**REQUEST**
Present every line below as a Markdown table with two columns, No. and Entry, numbering the rows in order and leaving out any blank lines.

**THE RECORDS**
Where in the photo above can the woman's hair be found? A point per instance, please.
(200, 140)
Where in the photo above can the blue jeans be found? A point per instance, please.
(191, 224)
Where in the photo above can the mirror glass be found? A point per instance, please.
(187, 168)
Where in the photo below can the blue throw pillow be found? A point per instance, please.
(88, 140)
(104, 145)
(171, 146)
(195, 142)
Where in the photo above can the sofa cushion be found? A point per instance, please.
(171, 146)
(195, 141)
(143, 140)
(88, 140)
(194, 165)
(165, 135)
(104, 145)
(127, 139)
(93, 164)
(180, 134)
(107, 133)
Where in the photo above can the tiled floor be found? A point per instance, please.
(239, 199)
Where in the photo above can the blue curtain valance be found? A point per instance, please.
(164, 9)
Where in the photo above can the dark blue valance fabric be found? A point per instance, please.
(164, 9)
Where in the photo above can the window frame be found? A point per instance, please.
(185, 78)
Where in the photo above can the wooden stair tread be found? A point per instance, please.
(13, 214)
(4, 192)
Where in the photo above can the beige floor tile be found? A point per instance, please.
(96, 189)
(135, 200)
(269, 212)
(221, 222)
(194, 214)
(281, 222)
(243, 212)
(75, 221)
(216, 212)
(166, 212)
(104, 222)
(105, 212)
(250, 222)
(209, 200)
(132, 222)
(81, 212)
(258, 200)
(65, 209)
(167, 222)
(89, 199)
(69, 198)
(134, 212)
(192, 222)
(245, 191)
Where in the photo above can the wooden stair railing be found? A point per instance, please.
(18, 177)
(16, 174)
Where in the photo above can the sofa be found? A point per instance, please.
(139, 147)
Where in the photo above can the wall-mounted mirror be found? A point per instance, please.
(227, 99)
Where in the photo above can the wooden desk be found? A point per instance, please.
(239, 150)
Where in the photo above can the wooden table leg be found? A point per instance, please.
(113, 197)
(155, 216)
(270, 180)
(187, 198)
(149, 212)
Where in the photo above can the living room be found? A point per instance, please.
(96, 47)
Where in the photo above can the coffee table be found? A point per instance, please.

**FINAL ANSWER**
| No. | Entry |
|---|---|
| 1 | Where in the photo above can the woman's hair be found? A point per instance, please. |
| 2 | (200, 140) |
| 3 | Where in the photo above can the blue jeans be found? A point per instance, please. |
| 4 | (191, 224) |
| 5 | Where in the photo above can the mirror glass be found? A point per instance, please. |
| 6 | (187, 168) |
| 7 | Where in the photo below can the blue throw pillow be found? A point per instance, please. |
| 8 | (88, 140) |
| 9 | (104, 145) |
| 10 | (171, 146) |
| 11 | (195, 142) |
| 12 | Where in the photo above can the sofa cushion be found? A point per instance, please. |
| 13 | (171, 146) |
| 14 | (195, 141) |
| 15 | (143, 140) |
| 16 | (88, 140) |
| 17 | (194, 165) |
| 18 | (165, 135) |
| 19 | (104, 145) |
| 20 | (127, 139) |
| 21 | (93, 164) |
| 22 | (180, 134) |
| 23 | (107, 133) |
| 24 | Where in the photo above can the tiled floor be found? A point per instance, please. |
| 25 | (239, 199) |
| 26 | Where in the photo above can the blue curtain valance be found? A point per instance, please. |
| 27 | (164, 9) |
| 28 | Where in the photo above can the dark blue valance fabric be found? A point per instance, please. |
| 29 | (164, 9) |
| 30 | Where in the photo above can the window frame be found? A point per instance, please. |
| 31 | (185, 78) |
| 32 | Where in the photo above can the wooden stair tread be found? A point per instance, please. |
| 33 | (13, 214) |
| 34 | (4, 192) |
| 35 | Where in the photo above can the beige floor tile be found? A point per instance, please. |
| 36 | (96, 189) |
| 37 | (135, 200) |
| 38 | (269, 212) |
| 39 | (221, 222) |
| 40 | (194, 214) |
| 41 | (281, 222) |
| 42 | (243, 212) |
| 43 | (75, 221) |
| 44 | (216, 212) |
| 45 | (166, 212) |
| 46 | (104, 222) |
| 47 | (105, 212) |
| 48 | (250, 222) |
| 49 | (209, 200) |
| 50 | (132, 222) |
| 51 | (81, 212) |
| 52 | (258, 200) |
| 53 | (65, 209) |
| 54 | (167, 222) |
| 55 | (89, 199) |
| 56 | (69, 198) |
| 57 | (134, 212) |
| 58 | (192, 222) |
| 59 | (245, 191) |
| 60 | Where in the photo above can the wooden stair railing be found? A point per instance, please. |
| 61 | (18, 177) |
| 62 | (16, 174) |
| 63 | Where in the photo above can the sofa be found? A point per instance, please. |
| 64 | (139, 147) |
| 65 | Where in the photo above can the wall-mounted mirror be found? A point per instance, please. |
| 66 | (227, 99) |
| 67 | Where in the photo above can the wooden desk be found? A point per instance, please. |
| 68 | (239, 150) |
| 69 | Where in the photo above can the wooden table leg be found? A point per instance, please. |
| 70 | (113, 197) |
| 71 | (155, 216) |
| 72 | (270, 180) |
| 73 | (187, 198) |
| 74 | (149, 212) |
| 75 | Where in the photo above can the living room be found? A point per instance, please. |
| 76 | (96, 47) |
| 77 | Where in the photo above can the coffee table be found? A point per instance, please. |